▸ **任务说明**:
将下列记录中从含有“The client would like the concrete”的那一行起、一直到记录末尾的各行（首尾两行均包括在内）逐行列入一个编号列表，只列这些行，空行不列。

▸ **提取条目**:
==================================================
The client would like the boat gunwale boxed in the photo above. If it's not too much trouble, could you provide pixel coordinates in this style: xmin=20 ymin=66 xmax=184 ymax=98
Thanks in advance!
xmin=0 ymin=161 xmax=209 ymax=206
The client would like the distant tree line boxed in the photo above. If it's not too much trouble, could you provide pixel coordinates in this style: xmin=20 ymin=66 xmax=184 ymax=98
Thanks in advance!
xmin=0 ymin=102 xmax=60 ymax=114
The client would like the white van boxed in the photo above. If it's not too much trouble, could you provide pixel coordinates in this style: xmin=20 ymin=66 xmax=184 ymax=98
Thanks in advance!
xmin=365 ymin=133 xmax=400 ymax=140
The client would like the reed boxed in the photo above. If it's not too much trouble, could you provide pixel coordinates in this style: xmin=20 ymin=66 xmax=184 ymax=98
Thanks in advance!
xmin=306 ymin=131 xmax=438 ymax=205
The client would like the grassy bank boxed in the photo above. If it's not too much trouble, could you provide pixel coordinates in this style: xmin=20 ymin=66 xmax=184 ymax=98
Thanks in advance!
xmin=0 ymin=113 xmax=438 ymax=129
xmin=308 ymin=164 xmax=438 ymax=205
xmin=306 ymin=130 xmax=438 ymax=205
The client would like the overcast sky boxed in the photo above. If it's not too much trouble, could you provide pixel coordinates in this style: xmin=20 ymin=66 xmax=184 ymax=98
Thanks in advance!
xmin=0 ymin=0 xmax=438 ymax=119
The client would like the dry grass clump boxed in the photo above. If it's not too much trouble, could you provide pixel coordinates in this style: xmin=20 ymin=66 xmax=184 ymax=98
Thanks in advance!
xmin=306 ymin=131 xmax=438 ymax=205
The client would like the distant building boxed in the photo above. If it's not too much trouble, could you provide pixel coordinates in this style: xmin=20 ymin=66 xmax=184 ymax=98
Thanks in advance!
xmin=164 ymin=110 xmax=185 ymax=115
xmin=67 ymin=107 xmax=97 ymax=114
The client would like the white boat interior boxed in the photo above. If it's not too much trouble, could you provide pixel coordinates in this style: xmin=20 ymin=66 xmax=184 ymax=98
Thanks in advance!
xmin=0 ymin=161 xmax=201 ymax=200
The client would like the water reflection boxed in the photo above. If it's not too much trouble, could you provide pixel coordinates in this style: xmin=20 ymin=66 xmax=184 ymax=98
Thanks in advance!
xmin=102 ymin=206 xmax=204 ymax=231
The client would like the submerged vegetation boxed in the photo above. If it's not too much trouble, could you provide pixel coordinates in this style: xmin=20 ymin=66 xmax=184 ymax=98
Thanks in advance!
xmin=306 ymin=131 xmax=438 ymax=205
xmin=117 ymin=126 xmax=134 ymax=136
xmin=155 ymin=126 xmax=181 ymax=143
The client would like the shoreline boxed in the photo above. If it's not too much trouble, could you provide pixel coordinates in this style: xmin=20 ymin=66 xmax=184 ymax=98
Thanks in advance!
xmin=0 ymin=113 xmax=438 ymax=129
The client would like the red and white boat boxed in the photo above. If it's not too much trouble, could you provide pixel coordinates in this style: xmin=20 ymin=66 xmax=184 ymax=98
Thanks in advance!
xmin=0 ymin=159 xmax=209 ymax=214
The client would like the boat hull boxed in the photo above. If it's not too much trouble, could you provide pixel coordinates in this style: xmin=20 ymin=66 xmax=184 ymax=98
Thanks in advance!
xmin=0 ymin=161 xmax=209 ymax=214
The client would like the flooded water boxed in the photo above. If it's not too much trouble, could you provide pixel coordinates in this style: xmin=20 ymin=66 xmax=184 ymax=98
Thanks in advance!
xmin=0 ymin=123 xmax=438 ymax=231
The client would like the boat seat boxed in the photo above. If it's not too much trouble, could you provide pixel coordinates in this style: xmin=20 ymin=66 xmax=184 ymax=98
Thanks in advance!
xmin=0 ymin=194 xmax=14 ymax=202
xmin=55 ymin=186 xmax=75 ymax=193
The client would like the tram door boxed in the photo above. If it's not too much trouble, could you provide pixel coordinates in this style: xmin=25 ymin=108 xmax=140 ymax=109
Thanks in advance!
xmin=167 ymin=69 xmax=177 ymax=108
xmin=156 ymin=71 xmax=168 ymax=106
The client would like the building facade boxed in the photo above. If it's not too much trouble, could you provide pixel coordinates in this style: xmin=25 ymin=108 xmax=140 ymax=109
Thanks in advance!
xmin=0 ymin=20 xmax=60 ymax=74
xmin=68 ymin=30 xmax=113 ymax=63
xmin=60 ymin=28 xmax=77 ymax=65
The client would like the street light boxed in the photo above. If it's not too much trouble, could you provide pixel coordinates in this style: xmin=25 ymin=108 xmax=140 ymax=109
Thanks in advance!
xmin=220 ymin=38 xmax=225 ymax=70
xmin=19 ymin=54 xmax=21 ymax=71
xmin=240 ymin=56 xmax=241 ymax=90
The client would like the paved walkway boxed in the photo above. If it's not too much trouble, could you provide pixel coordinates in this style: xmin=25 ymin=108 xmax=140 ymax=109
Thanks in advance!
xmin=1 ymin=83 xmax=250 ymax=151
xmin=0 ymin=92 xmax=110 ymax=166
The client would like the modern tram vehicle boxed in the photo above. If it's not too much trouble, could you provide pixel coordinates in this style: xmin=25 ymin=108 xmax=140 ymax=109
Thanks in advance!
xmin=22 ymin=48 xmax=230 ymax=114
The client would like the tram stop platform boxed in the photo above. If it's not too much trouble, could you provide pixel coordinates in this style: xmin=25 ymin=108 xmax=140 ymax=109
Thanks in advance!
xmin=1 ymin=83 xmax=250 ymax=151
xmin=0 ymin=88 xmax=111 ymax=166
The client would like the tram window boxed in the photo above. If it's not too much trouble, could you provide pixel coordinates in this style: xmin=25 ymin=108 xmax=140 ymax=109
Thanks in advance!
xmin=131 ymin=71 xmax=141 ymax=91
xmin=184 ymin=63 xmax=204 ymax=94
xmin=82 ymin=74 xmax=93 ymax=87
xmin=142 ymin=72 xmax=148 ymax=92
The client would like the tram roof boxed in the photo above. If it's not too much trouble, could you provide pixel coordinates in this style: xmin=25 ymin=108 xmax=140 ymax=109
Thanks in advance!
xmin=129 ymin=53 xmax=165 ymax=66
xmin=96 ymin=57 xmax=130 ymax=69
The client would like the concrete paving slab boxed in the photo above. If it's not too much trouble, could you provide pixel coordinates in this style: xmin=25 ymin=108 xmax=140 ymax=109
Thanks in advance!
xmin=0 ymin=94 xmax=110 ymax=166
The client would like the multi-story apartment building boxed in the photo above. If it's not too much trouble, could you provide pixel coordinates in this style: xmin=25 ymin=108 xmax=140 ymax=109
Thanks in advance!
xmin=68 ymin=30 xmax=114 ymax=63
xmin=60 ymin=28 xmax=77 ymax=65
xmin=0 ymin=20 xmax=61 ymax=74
==================================================
▸ **书面解答**:
1. The client would like the concrete paving slab boxed in the photo above. If it's not too much trouble, could you provide pixel coordinates in this style: xmin=25 ymin=108 xmax=140 ymax=109
2. Thanks in advance!
3. xmin=0 ymin=94 xmax=110 ymax=166
4. The client would like the multi-story apartment building boxed in the photo above. If it's not too much trouble, could you provide pixel coordinates in this style: xmin=25 ymin=108 xmax=140 ymax=109
5. Thanks in advance!
6. xmin=68 ymin=30 xmax=114 ymax=63
7. xmin=60 ymin=28 xmax=77 ymax=65
8. xmin=0 ymin=20 xmax=61 ymax=74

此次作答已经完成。